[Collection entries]

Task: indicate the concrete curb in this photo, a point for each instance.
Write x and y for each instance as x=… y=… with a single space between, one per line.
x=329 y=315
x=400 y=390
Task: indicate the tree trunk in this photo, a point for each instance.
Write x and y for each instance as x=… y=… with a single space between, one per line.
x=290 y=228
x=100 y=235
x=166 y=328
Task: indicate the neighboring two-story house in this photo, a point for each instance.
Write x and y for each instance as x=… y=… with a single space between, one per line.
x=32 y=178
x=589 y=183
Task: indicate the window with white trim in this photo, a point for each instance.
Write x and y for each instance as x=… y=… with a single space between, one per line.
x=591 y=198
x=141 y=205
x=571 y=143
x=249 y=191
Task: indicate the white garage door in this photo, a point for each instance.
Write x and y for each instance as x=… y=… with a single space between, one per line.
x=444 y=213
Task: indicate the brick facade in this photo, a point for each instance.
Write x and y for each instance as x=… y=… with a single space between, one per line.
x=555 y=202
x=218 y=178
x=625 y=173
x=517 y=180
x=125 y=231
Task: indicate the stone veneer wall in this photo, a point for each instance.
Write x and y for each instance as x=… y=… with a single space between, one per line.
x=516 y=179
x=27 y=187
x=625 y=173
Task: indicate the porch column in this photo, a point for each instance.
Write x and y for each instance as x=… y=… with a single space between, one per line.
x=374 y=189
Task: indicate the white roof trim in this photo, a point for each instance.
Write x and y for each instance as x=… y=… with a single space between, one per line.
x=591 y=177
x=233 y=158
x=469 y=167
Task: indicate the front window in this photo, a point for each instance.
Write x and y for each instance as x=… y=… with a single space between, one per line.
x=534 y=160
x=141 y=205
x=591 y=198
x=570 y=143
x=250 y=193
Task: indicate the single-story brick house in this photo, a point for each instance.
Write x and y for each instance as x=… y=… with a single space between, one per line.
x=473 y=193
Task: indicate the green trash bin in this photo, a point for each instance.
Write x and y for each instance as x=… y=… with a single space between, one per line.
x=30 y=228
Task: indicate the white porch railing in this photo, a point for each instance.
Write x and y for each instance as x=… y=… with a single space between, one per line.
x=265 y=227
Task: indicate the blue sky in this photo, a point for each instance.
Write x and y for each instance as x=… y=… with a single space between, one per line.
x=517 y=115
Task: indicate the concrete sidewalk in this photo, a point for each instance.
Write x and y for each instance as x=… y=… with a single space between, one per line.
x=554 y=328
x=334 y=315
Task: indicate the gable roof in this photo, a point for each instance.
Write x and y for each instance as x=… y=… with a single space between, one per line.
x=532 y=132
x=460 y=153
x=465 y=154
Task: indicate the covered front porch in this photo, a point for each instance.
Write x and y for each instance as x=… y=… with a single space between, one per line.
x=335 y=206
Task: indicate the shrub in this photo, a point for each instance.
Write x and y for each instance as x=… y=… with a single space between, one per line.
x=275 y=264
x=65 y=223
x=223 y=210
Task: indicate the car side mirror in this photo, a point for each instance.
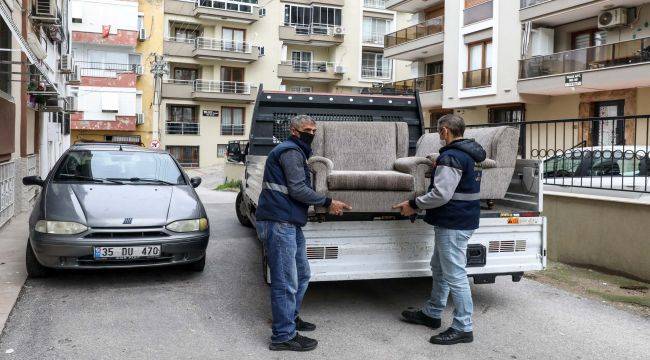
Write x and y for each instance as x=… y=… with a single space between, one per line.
x=33 y=180
x=195 y=182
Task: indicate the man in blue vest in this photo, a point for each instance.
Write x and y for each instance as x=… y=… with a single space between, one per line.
x=453 y=207
x=282 y=212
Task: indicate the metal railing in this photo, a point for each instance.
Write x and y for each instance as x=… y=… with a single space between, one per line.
x=476 y=13
x=376 y=72
x=424 y=83
x=310 y=66
x=529 y=3
x=610 y=153
x=229 y=5
x=375 y=4
x=590 y=58
x=182 y=128
x=429 y=27
x=232 y=129
x=223 y=45
x=477 y=78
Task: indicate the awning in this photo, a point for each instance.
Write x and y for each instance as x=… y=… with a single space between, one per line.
x=5 y=13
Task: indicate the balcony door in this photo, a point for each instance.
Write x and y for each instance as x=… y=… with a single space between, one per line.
x=232 y=79
x=233 y=39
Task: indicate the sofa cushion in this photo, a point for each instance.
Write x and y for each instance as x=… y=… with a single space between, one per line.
x=370 y=180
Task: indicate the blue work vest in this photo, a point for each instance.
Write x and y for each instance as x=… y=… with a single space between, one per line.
x=275 y=204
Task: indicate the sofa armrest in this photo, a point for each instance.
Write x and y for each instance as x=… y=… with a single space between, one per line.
x=417 y=167
x=321 y=167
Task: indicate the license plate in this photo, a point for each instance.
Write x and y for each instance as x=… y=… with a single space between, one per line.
x=127 y=252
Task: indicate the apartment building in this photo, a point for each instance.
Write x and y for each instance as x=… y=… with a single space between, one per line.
x=111 y=39
x=220 y=53
x=35 y=105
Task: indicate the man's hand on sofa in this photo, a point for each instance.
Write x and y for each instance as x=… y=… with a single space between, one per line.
x=337 y=207
x=405 y=209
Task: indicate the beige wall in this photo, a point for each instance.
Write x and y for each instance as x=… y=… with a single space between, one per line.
x=606 y=234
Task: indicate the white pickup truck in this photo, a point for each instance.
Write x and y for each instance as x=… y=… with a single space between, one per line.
x=511 y=239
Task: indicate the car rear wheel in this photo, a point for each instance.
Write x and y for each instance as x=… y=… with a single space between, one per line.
x=34 y=268
x=239 y=205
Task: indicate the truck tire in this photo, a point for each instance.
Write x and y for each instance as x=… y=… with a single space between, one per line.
x=239 y=205
x=34 y=268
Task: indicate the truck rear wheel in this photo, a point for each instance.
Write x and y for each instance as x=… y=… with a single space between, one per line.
x=239 y=209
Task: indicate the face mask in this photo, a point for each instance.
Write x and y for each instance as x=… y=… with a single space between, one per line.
x=306 y=137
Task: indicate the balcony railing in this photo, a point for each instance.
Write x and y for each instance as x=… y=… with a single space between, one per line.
x=232 y=129
x=591 y=58
x=230 y=5
x=310 y=66
x=424 y=83
x=429 y=27
x=223 y=45
x=477 y=78
x=476 y=13
x=376 y=72
x=375 y=4
x=182 y=128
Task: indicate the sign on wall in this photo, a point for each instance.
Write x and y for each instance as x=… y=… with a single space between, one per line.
x=573 y=80
x=211 y=113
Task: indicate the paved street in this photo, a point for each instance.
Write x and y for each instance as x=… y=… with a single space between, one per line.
x=223 y=313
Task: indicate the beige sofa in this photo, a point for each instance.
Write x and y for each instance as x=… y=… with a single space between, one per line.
x=366 y=165
x=500 y=144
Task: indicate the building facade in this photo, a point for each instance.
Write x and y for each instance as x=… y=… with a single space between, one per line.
x=113 y=44
x=220 y=53
x=35 y=104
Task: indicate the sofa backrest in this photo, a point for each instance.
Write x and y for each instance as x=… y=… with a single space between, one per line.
x=361 y=145
x=500 y=143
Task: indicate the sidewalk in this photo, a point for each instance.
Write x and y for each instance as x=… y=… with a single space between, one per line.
x=13 y=240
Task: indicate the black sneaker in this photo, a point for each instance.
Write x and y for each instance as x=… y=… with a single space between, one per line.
x=303 y=325
x=419 y=318
x=298 y=343
x=452 y=336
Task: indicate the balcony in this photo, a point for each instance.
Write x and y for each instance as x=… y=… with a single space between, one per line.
x=314 y=35
x=209 y=90
x=411 y=6
x=319 y=71
x=477 y=78
x=477 y=13
x=182 y=128
x=619 y=65
x=417 y=41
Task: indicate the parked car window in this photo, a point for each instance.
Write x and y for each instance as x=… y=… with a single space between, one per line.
x=124 y=165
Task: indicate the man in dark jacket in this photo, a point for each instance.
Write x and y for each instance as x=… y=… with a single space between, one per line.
x=282 y=212
x=453 y=207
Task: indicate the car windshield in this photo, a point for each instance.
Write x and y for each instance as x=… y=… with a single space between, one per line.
x=117 y=167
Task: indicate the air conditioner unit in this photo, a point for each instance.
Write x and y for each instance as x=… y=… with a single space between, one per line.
x=612 y=18
x=337 y=31
x=142 y=34
x=74 y=77
x=65 y=64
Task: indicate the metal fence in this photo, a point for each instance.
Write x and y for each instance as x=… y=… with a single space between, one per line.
x=610 y=153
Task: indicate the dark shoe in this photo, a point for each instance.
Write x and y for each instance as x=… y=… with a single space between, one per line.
x=303 y=325
x=452 y=336
x=419 y=318
x=298 y=343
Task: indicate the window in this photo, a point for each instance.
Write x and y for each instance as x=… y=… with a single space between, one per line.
x=374 y=65
x=221 y=150
x=232 y=121
x=187 y=156
x=374 y=30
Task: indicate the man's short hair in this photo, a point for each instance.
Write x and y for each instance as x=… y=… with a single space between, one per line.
x=299 y=120
x=454 y=123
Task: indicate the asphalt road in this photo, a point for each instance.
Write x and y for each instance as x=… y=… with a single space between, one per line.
x=224 y=313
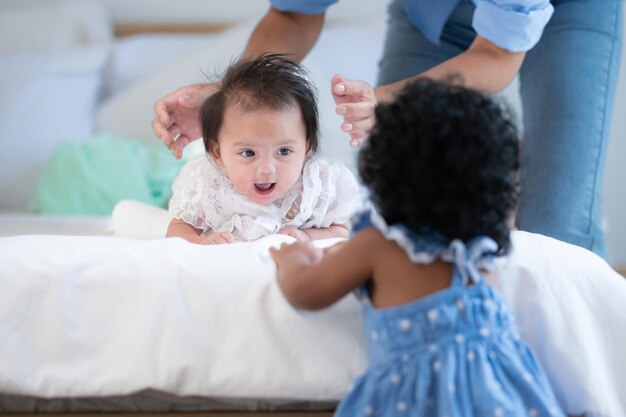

_WORK ITEM_
Each line in the data that holds the string "front" must be returned.

_SOLUTION TO THE EXERCISE_
Task: indicate the front window in this photo, a point for each instance.
Task: indicate the covered front porch in this photo, a point for each instance.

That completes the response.